Source extract:
◆ ◆ ◆
This fall we have an unusual hatch of American Painted Lady butterflies. The past three weeks you see them everywhere across the city. Dozens of them flutter in and out of our gardens all day long.

I have not seen this many of this butterfly since the late seventies. Then we had a super hatch and hundreds filled yards all over the city. Not as thick this year, but still memorable.

Xavier and I played hide and seek this afternoon when I came home. I expected him to be napping (something now more rare than a large hatch of butterflies) as he woke up at 4:30 this morning. Instead of napping, we played hide and seek. After some time, we stopped to watch the twenty to thirty butterflies busy about one of the gardens.

Rebecca, for my first Father's Day (Xavier was still in the NICU), bought me two butterfly nets, a larger one for Daddy and a smaller one for Xavier (when he got older). I used to collect bugs as a child, and I had once told Rebecca of my hopes that one day I could collect bugs with my son. That inspired the idea for the gift.

Today, the gift given four and a half years ago—which had been hanging on a garage wall all this time—got taken off the hook.

Xavier and I spent a good thirty minutes catching butterflies and then letting them go. I showed Xavier how to be gentle with the net, and explained how delicate butterflies can be.

When he caught his first one, he smiled with delight. "I caught one!"

I showed him how to lift the net to let the butterfly have some room. We watched it flutter about, then we opened the net to let it go. Xavier ran all around the garden and porch area catching and releasing these creatures.

The number of butterflies diminished as the sun began to set. They sought to stay in the warmth of the sunlight. As the shade spread over our garden hunting area, we caught fewer and fewer. Now, the nets rest once more on their hooks in the garage, but tomorrow is another day!

Xavier Meets a Katydid

Greetings to all.

Last night, in the cold drizzle and wet grass, Xavier and I played hide and seek, a game he has come to like quite a lot.

As he hid in the hedge along the newly raised fence and I pretended not to see him, something dropped out of the tree near where I stood.
◆ ◆ ◆
Stored data entries:
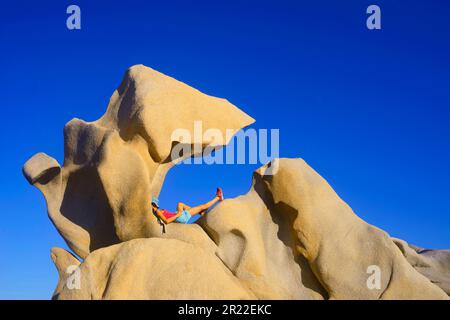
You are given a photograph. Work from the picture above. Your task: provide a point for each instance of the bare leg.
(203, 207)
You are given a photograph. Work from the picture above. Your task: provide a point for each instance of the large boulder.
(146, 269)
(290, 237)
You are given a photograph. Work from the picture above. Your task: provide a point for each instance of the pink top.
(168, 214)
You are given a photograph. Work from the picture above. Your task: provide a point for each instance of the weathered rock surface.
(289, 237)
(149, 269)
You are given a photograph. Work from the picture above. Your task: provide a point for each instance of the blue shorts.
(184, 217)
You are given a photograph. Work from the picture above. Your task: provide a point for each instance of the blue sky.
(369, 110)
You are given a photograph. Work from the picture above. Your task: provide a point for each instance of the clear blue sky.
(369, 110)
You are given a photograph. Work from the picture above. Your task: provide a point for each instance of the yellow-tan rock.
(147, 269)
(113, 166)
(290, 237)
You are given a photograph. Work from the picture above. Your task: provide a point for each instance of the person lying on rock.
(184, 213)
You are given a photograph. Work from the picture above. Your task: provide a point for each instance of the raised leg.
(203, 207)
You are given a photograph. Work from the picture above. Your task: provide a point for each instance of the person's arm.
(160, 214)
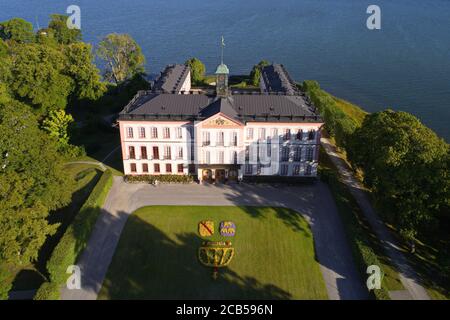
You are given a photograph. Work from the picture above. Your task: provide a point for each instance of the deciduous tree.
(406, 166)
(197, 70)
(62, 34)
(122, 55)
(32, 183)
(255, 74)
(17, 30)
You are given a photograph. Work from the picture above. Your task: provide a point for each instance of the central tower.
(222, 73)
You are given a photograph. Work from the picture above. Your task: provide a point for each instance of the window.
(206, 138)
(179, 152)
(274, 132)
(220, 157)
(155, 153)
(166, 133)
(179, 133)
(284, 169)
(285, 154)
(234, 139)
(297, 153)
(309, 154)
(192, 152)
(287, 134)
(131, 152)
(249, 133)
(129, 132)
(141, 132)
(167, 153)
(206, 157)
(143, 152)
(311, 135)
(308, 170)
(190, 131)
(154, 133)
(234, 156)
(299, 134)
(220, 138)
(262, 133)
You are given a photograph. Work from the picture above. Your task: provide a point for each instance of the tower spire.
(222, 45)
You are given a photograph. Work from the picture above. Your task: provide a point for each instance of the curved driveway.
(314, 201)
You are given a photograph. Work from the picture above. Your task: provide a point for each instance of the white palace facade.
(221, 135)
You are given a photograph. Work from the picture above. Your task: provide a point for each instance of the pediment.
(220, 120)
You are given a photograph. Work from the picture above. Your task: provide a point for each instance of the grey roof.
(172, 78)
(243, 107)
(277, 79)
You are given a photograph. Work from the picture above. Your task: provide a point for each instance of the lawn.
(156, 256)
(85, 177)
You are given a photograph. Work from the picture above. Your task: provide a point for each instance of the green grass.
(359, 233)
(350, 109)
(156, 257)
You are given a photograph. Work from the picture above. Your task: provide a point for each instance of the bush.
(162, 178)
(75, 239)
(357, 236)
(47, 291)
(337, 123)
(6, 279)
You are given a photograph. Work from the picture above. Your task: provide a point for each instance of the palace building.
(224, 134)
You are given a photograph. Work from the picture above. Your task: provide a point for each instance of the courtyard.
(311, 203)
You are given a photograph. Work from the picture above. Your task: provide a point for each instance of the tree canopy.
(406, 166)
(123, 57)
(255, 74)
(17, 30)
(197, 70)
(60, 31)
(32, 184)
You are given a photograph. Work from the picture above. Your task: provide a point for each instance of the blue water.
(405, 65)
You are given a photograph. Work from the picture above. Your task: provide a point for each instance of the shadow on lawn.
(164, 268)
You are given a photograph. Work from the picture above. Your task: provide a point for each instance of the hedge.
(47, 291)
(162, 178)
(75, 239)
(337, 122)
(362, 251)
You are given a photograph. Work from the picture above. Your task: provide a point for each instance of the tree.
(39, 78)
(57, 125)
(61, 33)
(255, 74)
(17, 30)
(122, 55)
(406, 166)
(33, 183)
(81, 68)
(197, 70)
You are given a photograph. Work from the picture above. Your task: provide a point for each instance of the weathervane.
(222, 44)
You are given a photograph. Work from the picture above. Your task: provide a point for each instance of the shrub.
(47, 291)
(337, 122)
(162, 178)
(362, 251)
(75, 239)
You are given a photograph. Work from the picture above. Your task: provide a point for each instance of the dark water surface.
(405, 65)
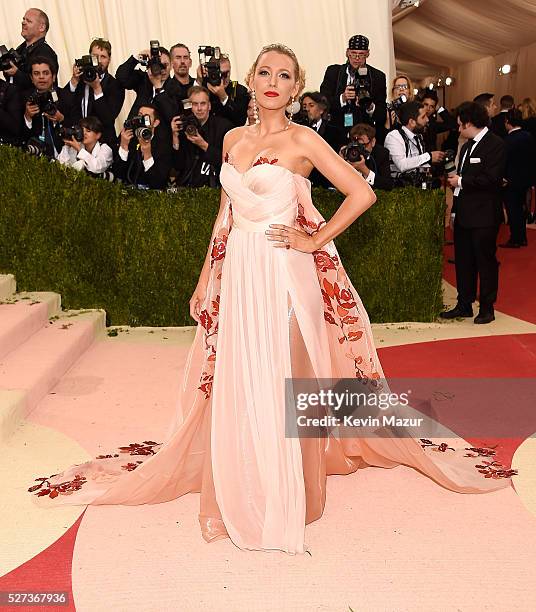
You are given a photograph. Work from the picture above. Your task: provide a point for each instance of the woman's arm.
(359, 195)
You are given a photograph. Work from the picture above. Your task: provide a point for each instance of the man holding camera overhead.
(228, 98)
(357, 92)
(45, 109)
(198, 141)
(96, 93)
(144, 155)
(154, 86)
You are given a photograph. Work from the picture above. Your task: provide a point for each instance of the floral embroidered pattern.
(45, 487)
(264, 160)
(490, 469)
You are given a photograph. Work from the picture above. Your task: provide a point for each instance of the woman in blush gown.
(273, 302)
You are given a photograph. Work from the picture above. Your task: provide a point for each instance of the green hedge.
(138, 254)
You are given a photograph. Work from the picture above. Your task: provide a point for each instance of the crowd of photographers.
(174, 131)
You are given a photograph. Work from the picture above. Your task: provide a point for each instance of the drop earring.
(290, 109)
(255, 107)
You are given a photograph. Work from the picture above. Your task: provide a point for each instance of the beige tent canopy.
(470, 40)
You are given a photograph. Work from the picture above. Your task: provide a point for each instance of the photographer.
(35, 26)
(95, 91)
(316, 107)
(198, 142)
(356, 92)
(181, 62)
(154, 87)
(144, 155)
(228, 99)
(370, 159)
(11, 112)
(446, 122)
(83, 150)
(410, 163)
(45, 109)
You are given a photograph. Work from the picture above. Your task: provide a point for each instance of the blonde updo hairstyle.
◆ ◆ ◆
Problems to solve:
**1)** Name each estimate of how many butterflies were present that the butterfly account gives, and say where or when each one applies.
**2)** Write the next part of the family account of butterflies and a katydid, beginning right after its final sentence.

Responses in order:
**1)**
- **Dozens**: flutter in and out of the gardens all day long this fall.
- **Hundreds**: filled yards all over the city during the super hatch of the late seventies.
- **Twenty to thirty**: were busy about one of the gardens while Xavier and his father watched.

**2)**
After seeing what fell, I called Xavier over, asking him if he wanted to see a katydid. Of course, he did. Some weeks ago, he and I spent quite some time outside with flashlights looking for chirping crickets and clicking katydids. Now, we had one!

We examined it for a while, but it was too cold for it to move around much. When it warmed up sitting on our hands, it moved and sometimes flew off, but always succumbed to cold air again. We decided to give it a home in a little sand bucket with some leaves from a cottonwood. Xavier made a little house out of Tinker Toys and set it over the bucket, then we went in for the night.

Today was a much nicer—and warmer—day. Xavier and I fixed a problem with the newly hung gate, then checked out the katydid.

I was gone!

We did find it soon enough, however, as it tried to find its way closer to the warmth of the house walls. More active today, the insect gave Xavier more than an hour of amusement.

He moved the katydid all over the yard, watched it climb over grass and up tree trunks. At first he did not like it climbing on his arm, but soon got used to it—so long as it stayed in sight and never went above his elbow. If it did, he got more than a little nervous.

We ended up putting the katydid back in its house, where it remained the rest of the day. Sometime in the night, it left, probably to find greener pastures and higher trees.

Fence Building

Greetings to all you Xavier fans!

We tore down a sagging fence in July and have over the course of several weekends built a sturdier one in its place. Xavier has been a part of this from tearing it down to digging holes and setting 4x4s to nailing up pickets.

His Grandpa Danny gave him a pair of leather gloves two years ago in his Christmas stocking. This year Xavier finally grew into them (though he has worn them on and off these past two years). These he wore most of the time we handled the lumber.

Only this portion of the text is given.